TASK GOAL
Carry on the interview with Serge Brunier about night-sky photography and the Hubble Space Telescope, starting after its final sentence.

PASSAGE
Serge Brunier: For years I've been fascinated with Akira Fujii's photographs of the night sky. In my view, he stands virtually alone as a photographer capable of capturing the night sky as it's seen by the unaided eye. Here in France I like to point out to family and friends the different parts of the sky: Here is this constellation, here is that star, and so on. I dreamt of doing a book for the general public that captured that feeling of having the stars pointed out to you by hand. His pictures allowed me to do that. I chose more than 30 constellations, and within each of these constellations, a number of objects visible to the naked eye, or with binoculars and little telescopes. In some cases I also chose things that are not visible, exoplanets, the black hole at the center of our galaxy, just to show people where these objects are in the sky. This was to illustrate how astronomy deals with the invisible. After that, the layout of the book was decided upon at a good fish restaurant in the Montparnasse part of Paris. My editor and I and a bottle of Pouilly Fumé! We decided on the big, coffee table format to give a scale to the pictures, than someone came up with the good idea to put transparencies over the pictures to illustrate the constellations.

Are you excited about the Hubble Space Telescope's new camera?

Well, I have wished for this for many years. I hope the Advanced Camera will be used to address the big cosmological questions: What is the exact age of the Universe? How and when were the galaxies formed? And what first illuminated the Universe, stars or quasars?

COLLECTED MATERIAL
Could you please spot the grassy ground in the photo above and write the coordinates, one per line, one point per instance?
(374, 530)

EXERCISE RESULT
What is the most beautiful aspect to space?

I love the paradox of the Universe: the combination of intimacy and exoticism. Stars are very distant, but on the other hand, they appear so close. Though they're thousands of light-years away you can meet them every night from your window or your backyard. When you look at stars, you see others suns. The Universe is mysterious, but also understandable. This giant puzzle, with comprehensible rules, fascinates me.

What is your dream job?

My job. I have traveled the world for twenty years and met astronomers in the most beautiful parts of world: Under the clearest, darkest skies I have seen Saturn, with zero disturbance using a perfect Zeiss refractor. That was from the summit of Mount Paranal, in the Atacama Desert, in Chile. I've seen total eclipses of the sun in Hawaii, Chile, India and Australia. And I nearly touched the Milky Way on the slopes of the volcano Nevado Ojos del Salado in the Andes at an altitude of more than 6000 meters. I have met such marvelous scientists as Clyde Tombaugh, Fred Hoyle, Frank Drake, Halton Arp, Mike Shao, Buzz Aldrin, and so on. I cannot imagine another job.

What most inspires your writing?

Discoveries. I am happy to live in an era that has seen the discovery of gravitational lenses or exoplanets, for instance. An era that has seen nearly all the planets of the Solar System explored. When I began to be passionate about astronomy, the biggest telescope in the world was the Hale telescope of Mount Palomar! At the time, the furthest galaxy was about one billion light years away. Today that's next door.

Where in the Universe would you most like to travel?

Some years ago, I would have said Mars, but not today. I went to Mars, as we all did with Viking and Mars Pathfinder. I will go to Mars again next year, with the Mars Rover and Mars Express missions. I think robotic, and virtual exploration is the future of space exploration, not astronauts. Planet Earth is marvelous. I have a lot of people and stories to discover on this planet before to go the sky.

What most upsets you about science or scientists?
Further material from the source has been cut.